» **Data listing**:

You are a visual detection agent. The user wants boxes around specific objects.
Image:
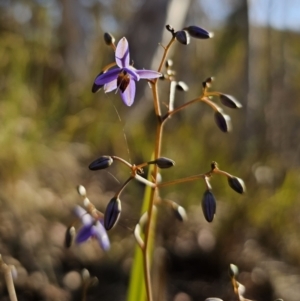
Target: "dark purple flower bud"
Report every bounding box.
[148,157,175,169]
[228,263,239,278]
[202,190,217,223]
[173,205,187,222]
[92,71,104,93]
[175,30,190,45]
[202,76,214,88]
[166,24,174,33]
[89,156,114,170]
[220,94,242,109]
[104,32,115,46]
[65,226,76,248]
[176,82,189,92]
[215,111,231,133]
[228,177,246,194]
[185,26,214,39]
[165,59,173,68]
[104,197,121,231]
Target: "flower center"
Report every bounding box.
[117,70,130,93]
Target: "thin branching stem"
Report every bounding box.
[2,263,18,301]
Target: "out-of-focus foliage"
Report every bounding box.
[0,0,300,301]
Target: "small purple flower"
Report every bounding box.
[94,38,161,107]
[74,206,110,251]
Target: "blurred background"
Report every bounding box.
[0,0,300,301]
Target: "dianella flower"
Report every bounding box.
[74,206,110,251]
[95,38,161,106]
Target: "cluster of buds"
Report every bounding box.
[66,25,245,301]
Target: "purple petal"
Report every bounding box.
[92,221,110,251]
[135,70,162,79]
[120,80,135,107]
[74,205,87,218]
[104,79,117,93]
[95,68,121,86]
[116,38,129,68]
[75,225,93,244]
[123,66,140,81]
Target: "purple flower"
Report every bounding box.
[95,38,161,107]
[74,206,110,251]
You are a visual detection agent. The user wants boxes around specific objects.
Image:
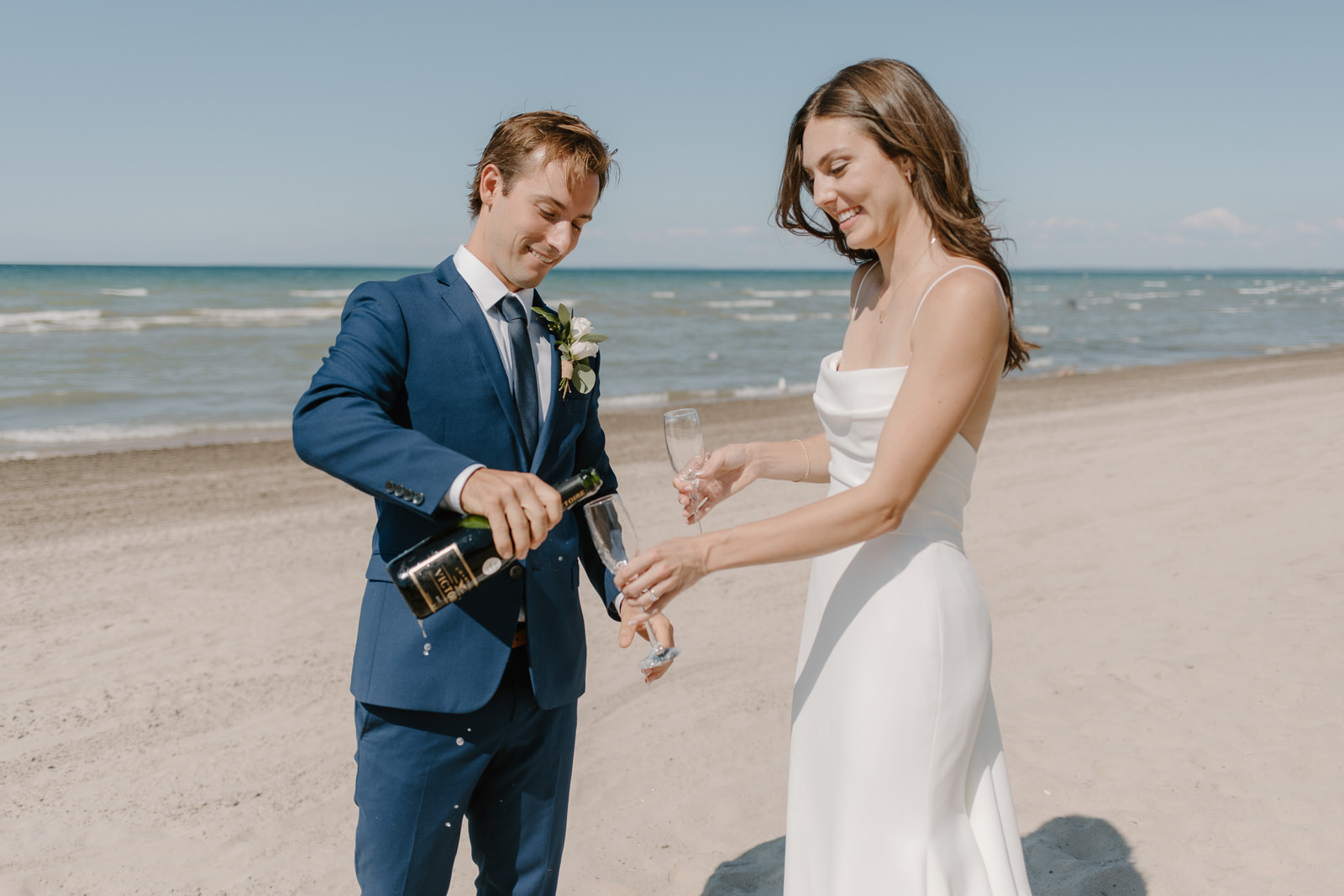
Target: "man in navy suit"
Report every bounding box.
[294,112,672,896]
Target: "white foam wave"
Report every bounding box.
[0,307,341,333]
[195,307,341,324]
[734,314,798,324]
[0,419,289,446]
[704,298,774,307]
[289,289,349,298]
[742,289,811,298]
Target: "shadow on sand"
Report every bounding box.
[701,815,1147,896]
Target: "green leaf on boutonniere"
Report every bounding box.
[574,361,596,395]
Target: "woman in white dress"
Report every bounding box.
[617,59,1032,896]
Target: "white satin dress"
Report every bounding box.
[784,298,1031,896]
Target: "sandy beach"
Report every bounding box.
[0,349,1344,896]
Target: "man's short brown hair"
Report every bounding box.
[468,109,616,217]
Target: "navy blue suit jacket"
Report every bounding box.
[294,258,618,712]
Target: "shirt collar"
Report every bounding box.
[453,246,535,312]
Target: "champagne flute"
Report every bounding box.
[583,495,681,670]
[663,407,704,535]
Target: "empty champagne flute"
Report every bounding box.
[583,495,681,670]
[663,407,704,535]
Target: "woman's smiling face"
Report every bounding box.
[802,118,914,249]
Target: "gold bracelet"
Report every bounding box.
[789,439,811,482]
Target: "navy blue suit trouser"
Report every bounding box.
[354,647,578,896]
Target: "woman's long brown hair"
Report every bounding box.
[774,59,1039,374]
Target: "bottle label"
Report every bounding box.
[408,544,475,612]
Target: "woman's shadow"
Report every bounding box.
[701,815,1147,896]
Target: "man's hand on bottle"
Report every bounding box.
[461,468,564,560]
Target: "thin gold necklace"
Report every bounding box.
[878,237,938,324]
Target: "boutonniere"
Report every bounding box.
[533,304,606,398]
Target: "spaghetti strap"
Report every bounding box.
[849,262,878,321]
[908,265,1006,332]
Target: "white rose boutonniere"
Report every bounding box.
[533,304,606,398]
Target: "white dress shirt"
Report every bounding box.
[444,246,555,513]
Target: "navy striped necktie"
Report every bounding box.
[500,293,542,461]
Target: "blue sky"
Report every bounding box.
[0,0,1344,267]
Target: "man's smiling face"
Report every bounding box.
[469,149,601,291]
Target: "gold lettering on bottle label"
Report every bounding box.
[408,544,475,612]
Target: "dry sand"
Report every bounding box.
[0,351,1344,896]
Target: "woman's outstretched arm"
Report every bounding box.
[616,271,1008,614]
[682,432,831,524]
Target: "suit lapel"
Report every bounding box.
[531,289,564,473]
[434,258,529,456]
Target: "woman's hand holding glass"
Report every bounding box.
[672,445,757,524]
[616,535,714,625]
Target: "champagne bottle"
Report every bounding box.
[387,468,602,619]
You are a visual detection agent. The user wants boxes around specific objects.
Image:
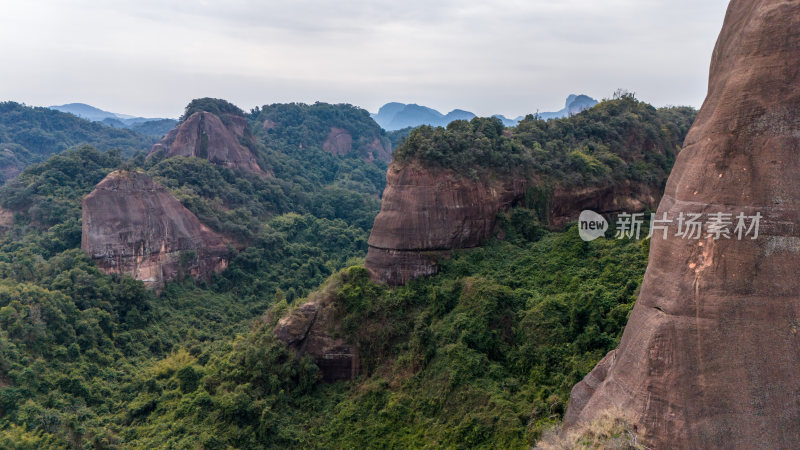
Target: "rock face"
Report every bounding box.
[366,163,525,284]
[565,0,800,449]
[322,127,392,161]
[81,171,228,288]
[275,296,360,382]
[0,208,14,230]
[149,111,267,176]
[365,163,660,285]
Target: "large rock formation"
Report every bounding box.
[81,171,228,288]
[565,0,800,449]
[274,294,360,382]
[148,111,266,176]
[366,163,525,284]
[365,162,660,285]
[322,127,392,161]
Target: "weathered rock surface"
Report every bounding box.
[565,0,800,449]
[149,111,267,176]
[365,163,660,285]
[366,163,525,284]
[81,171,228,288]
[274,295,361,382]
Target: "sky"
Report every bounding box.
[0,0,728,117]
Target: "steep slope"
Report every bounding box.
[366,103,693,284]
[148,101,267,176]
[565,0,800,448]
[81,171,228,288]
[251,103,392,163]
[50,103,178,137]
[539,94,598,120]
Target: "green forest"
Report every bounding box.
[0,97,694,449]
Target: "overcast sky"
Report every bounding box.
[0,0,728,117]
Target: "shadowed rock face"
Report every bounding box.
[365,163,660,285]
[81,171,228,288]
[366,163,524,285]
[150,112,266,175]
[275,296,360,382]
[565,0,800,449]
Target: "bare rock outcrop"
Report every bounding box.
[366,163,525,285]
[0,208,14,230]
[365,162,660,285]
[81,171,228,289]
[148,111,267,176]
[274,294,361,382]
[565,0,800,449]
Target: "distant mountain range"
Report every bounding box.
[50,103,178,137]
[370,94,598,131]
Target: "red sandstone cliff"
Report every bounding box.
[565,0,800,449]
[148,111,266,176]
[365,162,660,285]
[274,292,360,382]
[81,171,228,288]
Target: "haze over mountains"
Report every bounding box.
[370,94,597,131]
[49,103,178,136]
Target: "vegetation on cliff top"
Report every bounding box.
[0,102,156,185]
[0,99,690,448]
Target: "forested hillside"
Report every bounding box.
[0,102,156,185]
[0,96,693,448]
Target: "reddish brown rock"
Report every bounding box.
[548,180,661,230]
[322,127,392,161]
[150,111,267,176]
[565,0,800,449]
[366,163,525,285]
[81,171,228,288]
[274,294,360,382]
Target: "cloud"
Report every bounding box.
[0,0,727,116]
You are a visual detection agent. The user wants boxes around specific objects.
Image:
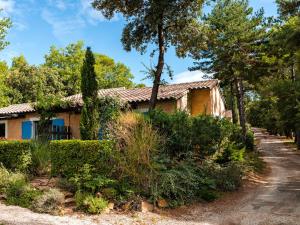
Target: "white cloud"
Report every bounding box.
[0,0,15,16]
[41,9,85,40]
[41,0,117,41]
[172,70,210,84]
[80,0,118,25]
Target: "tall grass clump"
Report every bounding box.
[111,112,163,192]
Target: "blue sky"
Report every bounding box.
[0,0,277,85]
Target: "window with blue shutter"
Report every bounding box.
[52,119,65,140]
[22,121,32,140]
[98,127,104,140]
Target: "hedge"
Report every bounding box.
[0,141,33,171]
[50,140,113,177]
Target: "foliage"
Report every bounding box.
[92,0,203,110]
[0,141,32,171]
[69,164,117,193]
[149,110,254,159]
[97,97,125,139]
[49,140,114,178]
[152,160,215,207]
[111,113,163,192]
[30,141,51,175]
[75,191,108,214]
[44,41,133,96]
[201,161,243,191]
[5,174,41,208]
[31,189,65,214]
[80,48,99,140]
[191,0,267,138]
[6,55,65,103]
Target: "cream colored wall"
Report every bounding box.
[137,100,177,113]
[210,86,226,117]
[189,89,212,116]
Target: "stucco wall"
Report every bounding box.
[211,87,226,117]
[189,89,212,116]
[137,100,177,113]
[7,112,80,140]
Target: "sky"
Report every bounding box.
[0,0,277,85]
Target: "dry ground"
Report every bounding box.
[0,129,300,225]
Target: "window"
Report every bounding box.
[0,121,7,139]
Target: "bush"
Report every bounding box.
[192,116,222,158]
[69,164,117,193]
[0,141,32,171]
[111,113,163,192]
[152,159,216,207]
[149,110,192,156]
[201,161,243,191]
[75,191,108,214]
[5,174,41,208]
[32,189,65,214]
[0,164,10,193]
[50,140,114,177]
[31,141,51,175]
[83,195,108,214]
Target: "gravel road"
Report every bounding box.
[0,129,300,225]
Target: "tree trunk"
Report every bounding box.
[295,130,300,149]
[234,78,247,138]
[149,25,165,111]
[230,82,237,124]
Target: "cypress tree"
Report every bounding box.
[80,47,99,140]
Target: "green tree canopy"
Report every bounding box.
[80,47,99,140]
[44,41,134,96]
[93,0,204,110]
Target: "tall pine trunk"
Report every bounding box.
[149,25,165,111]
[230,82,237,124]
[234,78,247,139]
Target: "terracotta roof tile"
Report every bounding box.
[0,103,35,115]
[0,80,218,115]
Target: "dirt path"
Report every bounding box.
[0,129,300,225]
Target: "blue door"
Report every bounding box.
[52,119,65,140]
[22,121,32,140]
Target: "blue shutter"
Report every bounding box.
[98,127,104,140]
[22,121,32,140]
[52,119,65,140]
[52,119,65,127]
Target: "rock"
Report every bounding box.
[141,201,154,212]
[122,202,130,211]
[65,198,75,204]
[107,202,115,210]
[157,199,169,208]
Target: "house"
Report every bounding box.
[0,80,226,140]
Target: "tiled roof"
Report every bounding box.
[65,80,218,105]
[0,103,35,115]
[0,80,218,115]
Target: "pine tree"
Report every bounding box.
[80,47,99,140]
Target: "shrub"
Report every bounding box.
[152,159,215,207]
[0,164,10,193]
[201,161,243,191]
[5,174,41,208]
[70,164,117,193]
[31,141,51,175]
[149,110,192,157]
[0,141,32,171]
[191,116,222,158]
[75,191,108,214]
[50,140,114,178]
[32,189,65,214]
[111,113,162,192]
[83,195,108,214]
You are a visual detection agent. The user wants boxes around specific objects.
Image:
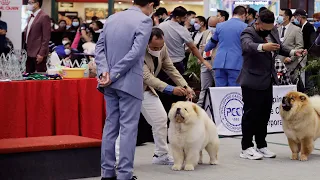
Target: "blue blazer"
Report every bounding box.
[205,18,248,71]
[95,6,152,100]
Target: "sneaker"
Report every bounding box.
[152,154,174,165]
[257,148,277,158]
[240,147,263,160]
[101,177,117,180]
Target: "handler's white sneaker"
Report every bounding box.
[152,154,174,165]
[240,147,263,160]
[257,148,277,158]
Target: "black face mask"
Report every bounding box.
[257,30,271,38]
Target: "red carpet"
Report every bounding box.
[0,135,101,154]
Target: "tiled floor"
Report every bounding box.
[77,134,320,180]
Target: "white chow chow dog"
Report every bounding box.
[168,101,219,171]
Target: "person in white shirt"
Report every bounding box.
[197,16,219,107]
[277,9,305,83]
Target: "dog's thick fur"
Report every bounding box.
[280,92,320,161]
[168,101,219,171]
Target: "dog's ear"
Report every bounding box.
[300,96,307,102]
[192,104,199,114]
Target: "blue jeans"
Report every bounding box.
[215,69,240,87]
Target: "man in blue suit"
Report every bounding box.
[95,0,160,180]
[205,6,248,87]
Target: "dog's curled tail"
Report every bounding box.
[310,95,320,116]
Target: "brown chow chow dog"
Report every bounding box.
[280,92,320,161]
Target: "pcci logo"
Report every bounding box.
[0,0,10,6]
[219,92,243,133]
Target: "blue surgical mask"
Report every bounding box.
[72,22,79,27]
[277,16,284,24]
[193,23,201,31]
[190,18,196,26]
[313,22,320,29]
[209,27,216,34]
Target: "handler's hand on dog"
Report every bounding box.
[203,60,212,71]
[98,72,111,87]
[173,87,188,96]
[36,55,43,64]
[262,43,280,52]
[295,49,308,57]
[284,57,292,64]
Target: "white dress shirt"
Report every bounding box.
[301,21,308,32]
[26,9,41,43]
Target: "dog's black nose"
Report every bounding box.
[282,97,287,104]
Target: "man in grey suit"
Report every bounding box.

» **Aim**: Please select and copy every line of the material above that contains the word "tall". Case counts.

» **Reply**:
Target: "tall grass clump"
Target: "tall pine trunk"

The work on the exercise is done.